Problem to solve> Rewrite all of the data below, substituting "occurrence" for every "instance" and leaving everything else unchanged.

begin

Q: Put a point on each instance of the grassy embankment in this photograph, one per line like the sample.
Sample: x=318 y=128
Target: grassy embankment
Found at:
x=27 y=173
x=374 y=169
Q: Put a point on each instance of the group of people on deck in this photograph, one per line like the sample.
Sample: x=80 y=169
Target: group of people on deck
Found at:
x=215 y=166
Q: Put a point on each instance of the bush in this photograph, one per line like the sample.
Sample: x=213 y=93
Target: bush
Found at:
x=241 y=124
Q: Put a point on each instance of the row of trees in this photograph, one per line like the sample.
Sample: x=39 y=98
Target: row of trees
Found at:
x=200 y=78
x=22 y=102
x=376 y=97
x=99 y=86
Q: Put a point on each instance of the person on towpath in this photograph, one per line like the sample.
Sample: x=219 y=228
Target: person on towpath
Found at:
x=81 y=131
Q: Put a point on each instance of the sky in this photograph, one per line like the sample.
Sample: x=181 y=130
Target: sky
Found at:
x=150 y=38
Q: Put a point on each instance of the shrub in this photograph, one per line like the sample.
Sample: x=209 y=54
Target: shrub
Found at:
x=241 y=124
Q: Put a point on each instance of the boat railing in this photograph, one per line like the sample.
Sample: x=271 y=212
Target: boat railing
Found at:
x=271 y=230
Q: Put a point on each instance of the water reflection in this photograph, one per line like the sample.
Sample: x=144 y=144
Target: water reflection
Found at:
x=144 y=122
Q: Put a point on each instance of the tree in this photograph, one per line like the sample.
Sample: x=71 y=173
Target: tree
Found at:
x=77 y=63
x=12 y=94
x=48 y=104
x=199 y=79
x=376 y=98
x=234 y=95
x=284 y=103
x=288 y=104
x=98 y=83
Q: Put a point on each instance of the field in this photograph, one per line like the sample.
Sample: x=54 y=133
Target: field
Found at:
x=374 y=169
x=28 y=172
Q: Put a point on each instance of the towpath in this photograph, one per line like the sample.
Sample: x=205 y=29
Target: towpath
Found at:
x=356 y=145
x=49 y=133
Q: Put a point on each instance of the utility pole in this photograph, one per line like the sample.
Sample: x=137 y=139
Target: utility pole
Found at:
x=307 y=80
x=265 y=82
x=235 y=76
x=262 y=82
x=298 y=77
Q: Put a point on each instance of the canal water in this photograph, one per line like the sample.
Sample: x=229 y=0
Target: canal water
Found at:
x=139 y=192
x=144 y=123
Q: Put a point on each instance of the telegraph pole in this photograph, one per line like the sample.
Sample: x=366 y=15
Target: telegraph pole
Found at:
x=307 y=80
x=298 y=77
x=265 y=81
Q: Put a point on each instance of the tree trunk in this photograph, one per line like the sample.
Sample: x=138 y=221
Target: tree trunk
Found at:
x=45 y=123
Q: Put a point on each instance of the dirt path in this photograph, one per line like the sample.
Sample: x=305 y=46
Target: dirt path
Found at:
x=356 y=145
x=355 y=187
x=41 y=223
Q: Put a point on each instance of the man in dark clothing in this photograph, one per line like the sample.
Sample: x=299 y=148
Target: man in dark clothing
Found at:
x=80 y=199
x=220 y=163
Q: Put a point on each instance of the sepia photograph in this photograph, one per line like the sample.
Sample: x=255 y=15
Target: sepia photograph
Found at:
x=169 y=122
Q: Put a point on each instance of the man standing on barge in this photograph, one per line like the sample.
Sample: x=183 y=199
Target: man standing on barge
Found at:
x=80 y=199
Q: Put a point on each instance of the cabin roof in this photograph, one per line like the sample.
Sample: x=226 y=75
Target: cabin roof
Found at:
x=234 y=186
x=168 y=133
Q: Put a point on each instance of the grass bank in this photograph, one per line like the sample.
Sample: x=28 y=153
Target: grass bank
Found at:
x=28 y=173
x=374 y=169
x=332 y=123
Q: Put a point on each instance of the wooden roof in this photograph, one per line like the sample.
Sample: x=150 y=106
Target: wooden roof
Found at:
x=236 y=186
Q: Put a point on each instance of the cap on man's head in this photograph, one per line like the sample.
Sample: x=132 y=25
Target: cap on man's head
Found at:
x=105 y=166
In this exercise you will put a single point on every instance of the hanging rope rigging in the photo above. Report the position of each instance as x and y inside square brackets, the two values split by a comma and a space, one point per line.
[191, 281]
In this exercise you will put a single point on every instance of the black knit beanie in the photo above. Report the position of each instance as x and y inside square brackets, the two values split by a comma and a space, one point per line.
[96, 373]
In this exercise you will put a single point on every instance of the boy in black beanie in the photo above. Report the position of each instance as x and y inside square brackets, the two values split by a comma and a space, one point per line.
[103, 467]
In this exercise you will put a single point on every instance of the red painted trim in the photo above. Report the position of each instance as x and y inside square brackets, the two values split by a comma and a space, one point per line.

end

Exercise solution>
Q: Put a point on each occurrence of the grassy embankment in this photograph, one per line like the sample.
Sample: x=318 y=128
Target: grassy embankment
Found at:
x=27 y=173
x=374 y=169
Q: Put a point on each occurrence of the group of people on deck in this photograph, one per line like the sample.
Sample: x=80 y=169
Target: group of people on deck
Found at:
x=215 y=166
Q: Put a point on each occurrence of the bush in this photograph, one per line like the sample.
Sample: x=213 y=93
Target: bush
Found at:
x=241 y=124
Q: Put a point on each occurrence of the row of trees in this photograph, one per line like the sample.
Sample: x=39 y=98
Target: row of trees
Found at:
x=200 y=78
x=22 y=102
x=376 y=97
x=99 y=86
Q: Put a point on each occurrence of the person on towpath in this photograph, one per line like the sample.
Sample: x=219 y=228
Target: person on towpath
Found at:
x=81 y=131
Q: Put a point on each occurrence of the sky in this photograph, one per line like the sample.
Sample: x=181 y=130
Target: sky
Found at:
x=150 y=38
Q: Put a point on each occurrence of the shrub in this photograph, one per line like the sample.
Sample: x=209 y=54
Target: shrub
Found at:
x=241 y=124
Q: Put a point on each occurrence of the boat railing in this photograph, one per line like the sample.
Sample: x=271 y=212
Target: boat railing
Found at:
x=271 y=230
Q: Put a point on each occurrence of the water reflection in this photograph, one per line like the sample.
Sample: x=144 y=144
Target: water reflection
Found at:
x=144 y=122
Q: Put a point on each occurrence of the tree in this photograph, one per line like the sample.
Sample: x=71 y=173
Target: tree
Found at:
x=77 y=63
x=12 y=94
x=48 y=104
x=199 y=79
x=376 y=98
x=234 y=95
x=284 y=103
x=288 y=104
x=98 y=83
Q: Put a point on each occurrence of the field in this photograph, one per line like the sample.
Sample: x=54 y=133
Target: field
Found at:
x=374 y=169
x=28 y=172
Q: Put a point on each occurrence of the towpath in this photograph, one per line like the sample.
Sample: x=205 y=29
Target: towpath
Found at:
x=356 y=145
x=49 y=133
Q: Put a point on each occurrence of the utility pole in this photograph, one per line like the sample.
Sample: x=137 y=139
Target: utility pole
Found at:
x=307 y=80
x=265 y=82
x=235 y=76
x=262 y=82
x=298 y=77
Q: Put a point on each occurrence of the canal water in this photograph, one per line like the sample.
Sample: x=229 y=0
Target: canal water
Found at:
x=139 y=192
x=144 y=123
Q: Put a point on each occurrence of the telegraph pole in this photograph, one per line like the sample.
Sample: x=366 y=15
Target: telegraph pole
Found at:
x=307 y=80
x=298 y=77
x=265 y=81
Q: Put a point on each occurrence of the tree trunk in this photograph, one per line like the sample.
Sample: x=138 y=221
Target: tree trunk
Found at:
x=45 y=123
Q: Put a point on each occurrence of the dirt path in this photograph, one per line like the sample.
Sample: x=305 y=46
Target: dirt path
Found at:
x=356 y=145
x=355 y=187
x=41 y=223
Q: Put a point on each occurrence of the man in dark clothing in this photograph, one per line like the sample.
Sample: x=299 y=148
Target: man in dark clothing
Found at:
x=80 y=199
x=220 y=163
Q: Put a point on each occurrence of the sepia photograph in this photograph, one per line like the sample.
Sample: x=255 y=15
Target: sepia photograph
Found at:
x=169 y=122
Q: Put a point on each occurrence of the man standing on barge in this photograph, one per line like the sample.
Sample: x=183 y=199
Target: man standing on barge
Found at:
x=80 y=199
Q: Put a point on each occurrence of the cabin roof in this photograph, one per line like the sample.
Sample: x=226 y=75
Target: cabin roof
Found at:
x=234 y=186
x=168 y=133
Q: Put a point on each occurrence of the grass bank in this photograph, one per line like the sample.
Sample: x=28 y=153
Target: grass bank
Found at:
x=28 y=173
x=374 y=169
x=332 y=123
Q: Put a point on each occurrence of the wooden roof in this photograph, one per line like the sample.
Sample: x=150 y=106
Target: wooden roof
Found at:
x=236 y=186
Q: Put a point on each occurrence of the cap on man's head in this photograph, one per line like the sample.
Sample: x=132 y=25
Target: cap on man's head
Found at:
x=105 y=166
In this exercise you will put a single point on every occurrence of the hanging rope rigging in the photo above. Report the position of each occurrence as x and y inside square brackets, the two values split by a comma and a space, one point per line.
[191, 281]
In this exercise you will put a single point on every occurrence of the black knit beanie in the photo above. Report the position of each occurrence as x and y inside square brackets, the two values split by a comma and a space, one point per line.
[96, 373]
In this exercise you will put a single point on every occurrence of the boy in black beanie in the photo above. Report the position of each occurrence as x and y inside square brackets, the two values split by a comma and a space, one point per line.
[103, 467]
In this exercise you will put a single point on every occurrence of the red painted trim in the photo above. Report the position of each occurrence as x and y inside square brackets, the two values split by a comma and a space, one point per line.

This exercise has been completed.